Segment Start: RECORD EXCERPTS

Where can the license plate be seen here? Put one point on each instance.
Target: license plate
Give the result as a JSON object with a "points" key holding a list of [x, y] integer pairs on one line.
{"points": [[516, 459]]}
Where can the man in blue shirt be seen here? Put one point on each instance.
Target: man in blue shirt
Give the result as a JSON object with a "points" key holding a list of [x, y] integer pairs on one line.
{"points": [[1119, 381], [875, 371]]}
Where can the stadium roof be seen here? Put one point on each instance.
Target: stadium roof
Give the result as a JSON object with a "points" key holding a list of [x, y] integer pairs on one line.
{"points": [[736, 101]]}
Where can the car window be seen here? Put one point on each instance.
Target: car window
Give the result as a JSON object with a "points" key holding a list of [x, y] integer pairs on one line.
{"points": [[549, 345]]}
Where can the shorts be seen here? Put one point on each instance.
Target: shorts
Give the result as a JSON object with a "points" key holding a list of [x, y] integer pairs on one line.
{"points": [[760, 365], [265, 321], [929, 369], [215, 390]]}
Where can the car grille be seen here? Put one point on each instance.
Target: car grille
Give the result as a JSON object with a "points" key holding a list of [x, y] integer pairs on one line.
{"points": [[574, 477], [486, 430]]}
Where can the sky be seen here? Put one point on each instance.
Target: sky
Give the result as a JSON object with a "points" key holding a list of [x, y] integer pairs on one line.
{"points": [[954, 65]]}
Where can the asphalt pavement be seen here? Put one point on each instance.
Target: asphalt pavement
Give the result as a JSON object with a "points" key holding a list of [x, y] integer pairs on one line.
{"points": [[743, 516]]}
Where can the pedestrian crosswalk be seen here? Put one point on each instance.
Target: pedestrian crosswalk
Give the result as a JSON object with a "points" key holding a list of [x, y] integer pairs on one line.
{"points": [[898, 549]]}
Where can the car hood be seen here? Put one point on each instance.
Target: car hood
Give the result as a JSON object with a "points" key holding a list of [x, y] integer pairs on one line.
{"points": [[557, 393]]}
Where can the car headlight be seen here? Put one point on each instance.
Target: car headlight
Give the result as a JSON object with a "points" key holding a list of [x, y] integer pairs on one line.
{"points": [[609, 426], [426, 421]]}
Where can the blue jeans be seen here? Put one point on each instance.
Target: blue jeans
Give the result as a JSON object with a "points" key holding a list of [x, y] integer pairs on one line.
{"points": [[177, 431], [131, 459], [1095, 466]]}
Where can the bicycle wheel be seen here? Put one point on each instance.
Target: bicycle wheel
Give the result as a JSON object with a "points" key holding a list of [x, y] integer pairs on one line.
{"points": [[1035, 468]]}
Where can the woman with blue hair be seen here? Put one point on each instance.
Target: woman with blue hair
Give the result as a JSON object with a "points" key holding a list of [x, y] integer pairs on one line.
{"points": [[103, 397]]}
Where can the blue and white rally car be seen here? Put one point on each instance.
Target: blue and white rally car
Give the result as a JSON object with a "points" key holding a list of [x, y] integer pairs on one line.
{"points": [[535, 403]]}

Segment End: RECORD EXCERPTS

Reproduce the material above in full, word for word.

Where can the license plate be seen here? Put one point on each instance.
Target: license plate
Give the result as a JSON object with a "points" key holding a list of [x, y] integer pairs on one line.
{"points": [[516, 459]]}
Where can the man in blue shirt be seen here? Put one point on each instance.
Target: man in blue shirt
Give the result as a JSON object with a "points" key holding a list of [x, y] integer pairs on one line.
{"points": [[1119, 381], [875, 371]]}
Where can the stadium roof be seen here? Put one point on each instance.
Target: stadium roof
Give the result as a JSON object with a "points" key holding a list of [x, y] integer pairs on one line.
{"points": [[736, 101]]}
Where can the car window be seen here? Put one point on each instance.
Target: car window
Give the result as a JSON object with a "points" key holding a list of [x, y] integer pairs on one line.
{"points": [[549, 345]]}
Where can the shorts be seen here? Put one point on each instance.
Target: shorts
Give the result as a JSON object with a "points" key holding a list of [x, y] integer pairs on one line.
{"points": [[760, 365], [265, 321], [929, 369], [215, 390]]}
Where can the car grille be seen here? Put one point on each instance.
Target: car grille
Give the result as a JSON object with a "points" key holding a list of [x, y] integer pairs on one line.
{"points": [[574, 477], [486, 430]]}
Where can the sky be seen here? Put one point on each instance.
Target: sky
Give the result as a JSON object with a "points" key holding a list of [x, y] integer pairs on one line.
{"points": [[954, 65]]}
Where can the asphalt pavement be seen here? Put one point on each instance.
Target: asphalt pavement
Give the result as a JSON object with a "points" key holding a list of [x, y] integer pairs on one line.
{"points": [[743, 516]]}
Where can the pedestrian crosswalk be seen here? Put one point on each instance.
Target: pedestrian crosswalk
Give the result as a JSON object with a "points" key holding a list of [x, y] integer pairs on one line.
{"points": [[898, 549]]}
Where can the car hood be seen here? Put one point on each instance.
Target: car hood
Give the result as a JSON object with a "points" key holding a list of [x, y] integer pairs on one line.
{"points": [[557, 393]]}
Where can the car headlight be seen here? Put one point on each instance.
Target: car headlight
Give the result as a JSON object with a "points" key holding a list of [x, y] integer pairs on one line.
{"points": [[609, 426], [426, 421]]}
Where can the blue jeans be seen here? Put one point on each instance.
Target: blue jeans
Give the result as a JSON object with a "points" key holding a list of [x, y] integer pairs on one line.
{"points": [[177, 431], [131, 459], [1095, 466]]}
Where can the bicycle wheel be seen here? Put one point on each instance.
Target: bicycle wheel
Give the result as a JSON object with a "points" key holding a list of [x, y] integer pairs on one line.
{"points": [[1035, 468]]}
Where can the woman with blue hair be seen here? Put one point on each instance.
Target: woman with blue hair
Give the result as a JSON object with a "points" key holding a list of [x, y] integer pairs on one line.
{"points": [[103, 397]]}
Where can the blue and white rally car be seen here? Put one point on each instance.
Target: blue and white rally car
Give the result as a JSON object with a "points" key holding a list of [x, y] integer pairs on one line.
{"points": [[535, 403]]}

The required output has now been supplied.